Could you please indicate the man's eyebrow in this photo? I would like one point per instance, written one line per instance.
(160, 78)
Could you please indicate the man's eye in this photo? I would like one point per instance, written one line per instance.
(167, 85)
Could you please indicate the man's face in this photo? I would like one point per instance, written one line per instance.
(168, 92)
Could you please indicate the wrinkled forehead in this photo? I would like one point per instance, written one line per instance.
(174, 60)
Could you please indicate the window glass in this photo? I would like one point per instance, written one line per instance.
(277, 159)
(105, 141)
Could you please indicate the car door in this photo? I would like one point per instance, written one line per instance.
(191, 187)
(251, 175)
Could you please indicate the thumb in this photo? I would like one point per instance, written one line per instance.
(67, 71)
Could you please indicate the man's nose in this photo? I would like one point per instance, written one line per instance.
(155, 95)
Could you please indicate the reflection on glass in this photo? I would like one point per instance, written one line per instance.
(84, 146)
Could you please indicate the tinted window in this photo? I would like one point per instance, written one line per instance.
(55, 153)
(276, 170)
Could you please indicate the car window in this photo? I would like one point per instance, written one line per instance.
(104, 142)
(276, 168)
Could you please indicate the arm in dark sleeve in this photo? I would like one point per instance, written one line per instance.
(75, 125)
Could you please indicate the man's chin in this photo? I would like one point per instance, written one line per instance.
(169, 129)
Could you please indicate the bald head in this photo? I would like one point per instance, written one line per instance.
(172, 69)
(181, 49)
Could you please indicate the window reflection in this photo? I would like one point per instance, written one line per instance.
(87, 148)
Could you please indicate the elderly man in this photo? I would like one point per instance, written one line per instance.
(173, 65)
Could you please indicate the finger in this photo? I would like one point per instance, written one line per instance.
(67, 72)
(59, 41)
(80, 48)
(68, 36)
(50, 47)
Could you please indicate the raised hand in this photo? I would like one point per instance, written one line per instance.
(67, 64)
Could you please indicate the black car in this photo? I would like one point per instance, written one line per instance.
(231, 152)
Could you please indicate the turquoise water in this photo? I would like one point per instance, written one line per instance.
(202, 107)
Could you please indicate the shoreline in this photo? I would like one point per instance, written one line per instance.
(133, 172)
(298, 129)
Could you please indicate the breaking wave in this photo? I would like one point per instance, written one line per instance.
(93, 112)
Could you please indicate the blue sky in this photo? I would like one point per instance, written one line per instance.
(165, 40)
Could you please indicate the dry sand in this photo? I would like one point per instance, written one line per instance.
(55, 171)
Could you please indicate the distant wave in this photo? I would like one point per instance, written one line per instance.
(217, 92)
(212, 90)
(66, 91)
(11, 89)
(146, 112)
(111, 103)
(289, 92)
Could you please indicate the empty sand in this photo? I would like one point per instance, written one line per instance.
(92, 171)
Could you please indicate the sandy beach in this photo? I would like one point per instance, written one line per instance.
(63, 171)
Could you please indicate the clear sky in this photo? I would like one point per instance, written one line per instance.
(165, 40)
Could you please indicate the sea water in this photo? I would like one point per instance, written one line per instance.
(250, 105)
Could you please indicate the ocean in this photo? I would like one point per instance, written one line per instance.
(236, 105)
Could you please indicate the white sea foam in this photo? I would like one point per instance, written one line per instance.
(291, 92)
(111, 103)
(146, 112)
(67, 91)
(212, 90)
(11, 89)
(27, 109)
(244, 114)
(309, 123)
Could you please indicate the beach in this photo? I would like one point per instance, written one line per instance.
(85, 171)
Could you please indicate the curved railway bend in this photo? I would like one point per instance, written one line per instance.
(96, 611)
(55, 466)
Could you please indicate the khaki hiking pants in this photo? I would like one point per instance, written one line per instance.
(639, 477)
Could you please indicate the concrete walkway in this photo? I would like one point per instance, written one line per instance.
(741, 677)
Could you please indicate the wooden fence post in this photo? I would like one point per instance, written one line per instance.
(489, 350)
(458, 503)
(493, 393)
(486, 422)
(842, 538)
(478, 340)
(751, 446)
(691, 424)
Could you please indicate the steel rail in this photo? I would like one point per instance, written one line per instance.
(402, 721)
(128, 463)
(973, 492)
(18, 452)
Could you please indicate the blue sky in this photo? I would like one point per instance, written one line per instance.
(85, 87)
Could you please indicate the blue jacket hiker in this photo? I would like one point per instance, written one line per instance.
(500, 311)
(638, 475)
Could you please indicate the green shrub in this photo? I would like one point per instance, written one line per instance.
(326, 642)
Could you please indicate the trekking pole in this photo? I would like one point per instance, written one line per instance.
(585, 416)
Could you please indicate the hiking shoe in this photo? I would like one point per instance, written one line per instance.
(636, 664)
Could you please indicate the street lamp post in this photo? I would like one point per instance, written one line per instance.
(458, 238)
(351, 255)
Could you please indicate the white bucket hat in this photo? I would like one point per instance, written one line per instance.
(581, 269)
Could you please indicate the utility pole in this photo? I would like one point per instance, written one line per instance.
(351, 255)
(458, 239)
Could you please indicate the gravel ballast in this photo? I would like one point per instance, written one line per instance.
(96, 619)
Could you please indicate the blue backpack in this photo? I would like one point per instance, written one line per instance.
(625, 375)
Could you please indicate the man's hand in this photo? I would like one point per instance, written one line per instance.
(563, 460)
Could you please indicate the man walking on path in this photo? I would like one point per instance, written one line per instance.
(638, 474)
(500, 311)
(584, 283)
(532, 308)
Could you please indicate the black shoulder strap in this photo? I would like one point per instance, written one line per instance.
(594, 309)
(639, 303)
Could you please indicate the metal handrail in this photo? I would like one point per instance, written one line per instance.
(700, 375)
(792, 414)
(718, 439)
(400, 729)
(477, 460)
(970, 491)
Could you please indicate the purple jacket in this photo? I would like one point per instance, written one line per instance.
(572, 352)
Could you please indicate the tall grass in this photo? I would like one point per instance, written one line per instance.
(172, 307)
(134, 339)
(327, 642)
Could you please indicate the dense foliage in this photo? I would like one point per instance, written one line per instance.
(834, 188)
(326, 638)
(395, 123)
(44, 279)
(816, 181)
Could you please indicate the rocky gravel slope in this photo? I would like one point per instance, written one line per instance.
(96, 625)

- - -

:: Task ::
Update the part of the material that opens with the line containing "Could you please indicate the dense" and runs through the end of the material, changing "dense foliage" to "thick bushes" and keeping everything else the same. Give back only those lines.

:: Result for this exercise ::
Could you please indicate the thick bushes in this photo? I would like one point per instance, written one line per instance.
(834, 188)
(326, 638)
(395, 123)
(44, 279)
(816, 181)
Could you please indicate the rocky gravel slope in this photo? I would like one point per instance, written one line per instance.
(96, 625)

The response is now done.